Wednesday, June 10, 2020
Members of the physics and applied physics departments are participating in a Strike4BlackLives on June 10, 2020. We, and our colleagues, acknowledge that academic physics as a community has contributed to the history and present of marginalization, and we actively seek to change this. The strike calls on us to pause our regular activities, and work towards activities that uplift Black lives, including in our own community.
We welcome and invite our colleagues to read the call for the strike at strike4blacklives.com and shutdownstem.com, and to join us in this day of action. We have planned a set of activities organized by various members of the department. There are many additional options for action, for example those suggested at Strike for Black Lives.
Register in advance for Zoom activities at this link.
11-12:30: Community discussion on anti-Blackness and allyship
Organizers: Grad Action Committee and PUWMAS
Undergraduate and graduate students in the physics and applied physics department will be leading a discussion on structural racism and effective allyship. This will not and cannot be a comprehensive study on this topic, but we hope to open up the discussion on the origins and implications of structural racism for Black people in the United States, and start to introduce tools that we can all use to combat anti-Blackness in our broader community. We will end with a discussion on the voices and experiences of Black students in the Stanford community to show how these implications affect us at all levels. After the discussion, we encourage you to continue your own education through the list of resources provided.
-=-=-
* [Directions for this task] Decide whether each statement agrees with the strike announcement, giving yes or no and quoting the words that settle it. 1. The community discussion begins at 11. 2. Faculty members will lead the community discussion. 3. The discussion is planned as a comprehensive study of structural racism.

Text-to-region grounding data
-=-=-
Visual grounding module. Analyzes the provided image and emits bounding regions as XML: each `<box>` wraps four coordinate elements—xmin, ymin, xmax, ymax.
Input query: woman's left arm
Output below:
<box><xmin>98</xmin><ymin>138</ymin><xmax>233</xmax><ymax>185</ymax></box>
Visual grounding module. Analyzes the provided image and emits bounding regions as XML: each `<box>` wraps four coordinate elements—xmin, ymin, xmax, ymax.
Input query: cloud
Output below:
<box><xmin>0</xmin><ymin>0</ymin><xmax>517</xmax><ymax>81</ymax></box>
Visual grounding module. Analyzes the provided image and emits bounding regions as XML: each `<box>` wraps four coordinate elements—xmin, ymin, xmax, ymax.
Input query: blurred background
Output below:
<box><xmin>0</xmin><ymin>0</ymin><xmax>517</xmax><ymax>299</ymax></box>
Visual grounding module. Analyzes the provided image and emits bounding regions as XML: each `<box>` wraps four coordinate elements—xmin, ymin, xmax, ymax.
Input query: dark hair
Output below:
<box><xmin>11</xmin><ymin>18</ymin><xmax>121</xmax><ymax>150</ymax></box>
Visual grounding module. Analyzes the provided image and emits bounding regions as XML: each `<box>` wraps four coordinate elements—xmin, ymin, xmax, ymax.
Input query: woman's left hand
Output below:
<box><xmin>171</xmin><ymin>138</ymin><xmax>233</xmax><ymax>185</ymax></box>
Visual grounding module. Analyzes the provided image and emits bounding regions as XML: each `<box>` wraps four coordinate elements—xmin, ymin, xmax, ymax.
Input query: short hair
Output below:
-=-=-
* [Response to this exercise]
1. Yes: "11-12:30: Community discussion on anti-Blackness and allyship"
2. No: "Undergraduate and graduate students in the physics and applied physics department will be leading a discussion"
3. No: "This will not and cannot be a comprehensive study on this topic"